The CSM2 card is required when using the R–GPS. The GPS receiver
(mounted on CSM 1) is used as the primary timing reference and
synchronizes the entire cellular system. CSM 2 provides redundancy (but
does not have a GPS receiver).
The BTS may be equipped with a LORAN–C LFR, HSO, or external 10
MHz Rubidium source which the CSM can use as a secondary timing
reference. In all cases, the CSM monitors and determines what reference
to use at a given time.
IMPORTANT
For RF–GPS, verify the CSM configured with the GPS
receiver “daughter board” is installed in the frame’s CSM 1
slot before continuing.
Follow the steps outlined in Table 3-16 to enable the CSMs installed in
the C–CCP shelves.
Table 3-16: Enable CSMs
Step
Action
Click on the target CSM.
From the Device pull down, select Enable.
NOTE
If equipped with two CSMs, enable CSM–2 first
A status report is displayed confirming change in the device(s) status.
Click OK to close the status report window.

-- Provided material --

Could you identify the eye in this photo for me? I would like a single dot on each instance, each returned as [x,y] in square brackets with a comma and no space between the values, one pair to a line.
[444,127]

-- Directive --
Please answer from the CSM setup text: when two CSMs are fitted, which one should be enabled first?

-- The response --
CSM–2 should be enabled first.